(Point placement records)

************

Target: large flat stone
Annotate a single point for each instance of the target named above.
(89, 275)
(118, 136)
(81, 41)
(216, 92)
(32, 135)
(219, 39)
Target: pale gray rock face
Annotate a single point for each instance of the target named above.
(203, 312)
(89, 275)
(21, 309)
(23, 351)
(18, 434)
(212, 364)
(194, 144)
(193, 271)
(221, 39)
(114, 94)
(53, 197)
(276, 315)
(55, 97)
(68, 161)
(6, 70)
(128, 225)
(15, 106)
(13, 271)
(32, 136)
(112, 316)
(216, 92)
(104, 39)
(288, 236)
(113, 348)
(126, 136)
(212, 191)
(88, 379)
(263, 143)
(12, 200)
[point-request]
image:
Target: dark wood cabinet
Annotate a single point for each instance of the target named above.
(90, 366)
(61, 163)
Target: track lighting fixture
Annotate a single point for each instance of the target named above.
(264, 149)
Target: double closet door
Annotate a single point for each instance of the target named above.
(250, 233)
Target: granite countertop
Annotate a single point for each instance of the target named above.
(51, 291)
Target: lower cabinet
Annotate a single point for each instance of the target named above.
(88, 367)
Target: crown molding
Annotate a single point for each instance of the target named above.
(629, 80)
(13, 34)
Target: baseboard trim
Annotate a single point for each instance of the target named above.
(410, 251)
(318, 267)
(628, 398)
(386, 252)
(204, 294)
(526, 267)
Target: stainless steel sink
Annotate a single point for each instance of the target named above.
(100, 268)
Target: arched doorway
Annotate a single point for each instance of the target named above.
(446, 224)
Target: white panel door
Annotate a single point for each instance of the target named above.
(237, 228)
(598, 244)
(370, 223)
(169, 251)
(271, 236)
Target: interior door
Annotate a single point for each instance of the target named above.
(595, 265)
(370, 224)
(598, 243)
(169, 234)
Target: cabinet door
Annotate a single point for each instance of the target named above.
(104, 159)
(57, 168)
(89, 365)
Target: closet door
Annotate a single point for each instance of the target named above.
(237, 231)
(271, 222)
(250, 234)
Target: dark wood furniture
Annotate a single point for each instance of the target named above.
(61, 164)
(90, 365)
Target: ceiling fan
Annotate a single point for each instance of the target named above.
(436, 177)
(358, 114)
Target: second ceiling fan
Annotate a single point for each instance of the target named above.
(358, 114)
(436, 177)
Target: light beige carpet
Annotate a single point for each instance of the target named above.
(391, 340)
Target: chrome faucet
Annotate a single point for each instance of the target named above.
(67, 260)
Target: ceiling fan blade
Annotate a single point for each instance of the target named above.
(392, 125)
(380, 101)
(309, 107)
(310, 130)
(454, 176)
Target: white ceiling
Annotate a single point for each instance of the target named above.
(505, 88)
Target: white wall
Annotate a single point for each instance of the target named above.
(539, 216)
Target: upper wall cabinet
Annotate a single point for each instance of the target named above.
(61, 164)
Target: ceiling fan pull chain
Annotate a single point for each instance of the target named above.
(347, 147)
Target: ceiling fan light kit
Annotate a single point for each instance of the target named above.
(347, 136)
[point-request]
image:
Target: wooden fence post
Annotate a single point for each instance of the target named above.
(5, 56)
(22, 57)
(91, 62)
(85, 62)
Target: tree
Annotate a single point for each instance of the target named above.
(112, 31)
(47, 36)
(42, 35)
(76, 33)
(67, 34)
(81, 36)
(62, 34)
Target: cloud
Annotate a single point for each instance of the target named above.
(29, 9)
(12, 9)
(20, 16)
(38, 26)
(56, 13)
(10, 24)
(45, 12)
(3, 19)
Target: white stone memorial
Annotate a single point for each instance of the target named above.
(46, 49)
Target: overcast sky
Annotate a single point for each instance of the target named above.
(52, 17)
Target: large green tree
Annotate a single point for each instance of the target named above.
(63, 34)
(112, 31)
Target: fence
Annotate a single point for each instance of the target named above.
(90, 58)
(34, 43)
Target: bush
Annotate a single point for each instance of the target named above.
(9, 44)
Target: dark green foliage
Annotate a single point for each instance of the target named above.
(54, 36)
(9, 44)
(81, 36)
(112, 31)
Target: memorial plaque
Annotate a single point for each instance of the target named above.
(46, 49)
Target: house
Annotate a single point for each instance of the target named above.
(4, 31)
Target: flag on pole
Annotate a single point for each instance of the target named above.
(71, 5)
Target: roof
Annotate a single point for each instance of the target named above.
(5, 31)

************

**What the task asks**
Copy out each line above, character for character.

**Solution to this problem**
Target: large flat stone
Annotate a single point for each instance of the target named above.
(89, 275)
(118, 136)
(81, 41)
(216, 92)
(32, 135)
(219, 39)
Target: pale gray rock face
Annotate a single point for each instance of the target named above.
(203, 312)
(89, 275)
(21, 309)
(23, 351)
(18, 434)
(212, 364)
(194, 144)
(193, 271)
(221, 39)
(114, 94)
(53, 197)
(276, 315)
(55, 97)
(68, 161)
(6, 70)
(128, 225)
(15, 106)
(13, 271)
(32, 136)
(112, 316)
(216, 92)
(104, 39)
(288, 236)
(113, 348)
(126, 136)
(212, 191)
(88, 379)
(263, 143)
(12, 200)
[point-request]
image:
Target: dark wood cabinet
Annotate a single point for each instance of the target named above.
(90, 366)
(61, 163)
Target: track lighting fixture
Annotate a single point for each instance of the target named above.
(264, 149)
Target: double closet door
Annotate a single point for each instance of the target named above.
(250, 233)
Target: granite countertop
Annotate a single point for each instance of the target named above.
(51, 291)
Target: lower cabinet
Annotate a single point for each instance of the target named above.
(88, 367)
Target: crown molding
Annotate a single point for each instance of the target named above.
(629, 80)
(13, 34)
Target: baseboard trim
Annotate a single point for each instance of the target named above.
(410, 251)
(318, 267)
(628, 398)
(386, 252)
(204, 294)
(526, 267)
Target: stainless steel sink
Annotate a single point for each instance of the target named above.
(100, 268)
Target: arched doorway
Annotate a single point for each instance of the target named above.
(446, 224)
Target: white panel door
Annotate a single point for each instance of the target named above.
(237, 228)
(598, 244)
(370, 223)
(169, 251)
(271, 236)
Target: interior door
Annotate a single point for each instance of the target named above.
(595, 265)
(370, 224)
(598, 243)
(169, 234)
Target: cabinet door
Annotate a single point for each instance of the target named above.
(104, 159)
(57, 168)
(89, 365)
Target: closet door
Annotate a single point for each instance of the target named above.
(237, 231)
(271, 222)
(250, 234)
Target: dark wood furniture
Annotate a single point for each instance of the target named above.
(61, 164)
(90, 365)
Target: ceiling fan
Annotate a single point for each instance of the target named above.
(436, 177)
(358, 114)
Target: second ceiling fan
Annotate a single point for each instance of the target named above.
(358, 114)
(436, 177)
Target: light beige carpet
Annotate a single point for each instance of the target named above.
(391, 340)
Target: chrome faucet
Annotate a single point for each instance of the target named above.
(67, 260)
Target: ceiling fan blade
Annotate a single point for each instance of the target named above.
(392, 125)
(380, 101)
(309, 107)
(310, 130)
(454, 176)
Target: white ceiling
Annotate a single point for each instance of the target named above.
(505, 88)
Target: white wall
Annotate a single point for each instance of the target named above.
(539, 216)
Target: upper wall cabinet
Annotate a single point for each instance of the target named above.
(61, 164)
Target: ceiling fan pull chain
Annotate a single point for each instance of the target named above.
(347, 147)
Target: ceiling fan light kit
Annotate a single point for each instance of the target named above.
(347, 136)
[point-request]
image:
Target: wooden fence post
Annotate a single point for each instance of the target named above.
(5, 56)
(22, 57)
(91, 62)
(85, 62)
Target: tree
Annotate a single point for each instance of the target named above.
(112, 31)
(47, 36)
(42, 35)
(76, 33)
(67, 34)
(81, 36)
(62, 34)
Target: cloud
Annotate a single point for each instance of the target named above.
(29, 9)
(12, 9)
(20, 16)
(38, 26)
(56, 13)
(10, 24)
(45, 12)
(3, 19)
Target: white stone memorial
Annotate a single point for each instance of the target named above.
(46, 49)
Target: overcast sky
Annotate a single point for each instance of the target named above.
(52, 17)
Target: large green tree
Annotate a single point for each instance of the target named above.
(63, 34)
(112, 31)
Target: fence
Annotate a single point for each instance of the target named above.
(90, 58)
(34, 43)
Target: bush
Annotate a single point for each instance of the target named above.
(9, 44)
Target: dark green foliage
Annotate a single point for each instance of the target named above.
(54, 36)
(9, 44)
(81, 36)
(112, 31)
Target: memorial plaque
Annotate a single point for each instance of the target named above.
(46, 49)
Target: house
Annotate a single point for each instance of the target named above.
(4, 31)
Target: flag on pole
Annotate a single point for each instance of the target named above.
(71, 5)
Target: roof
Annotate a single point for each instance of the target named above.
(5, 31)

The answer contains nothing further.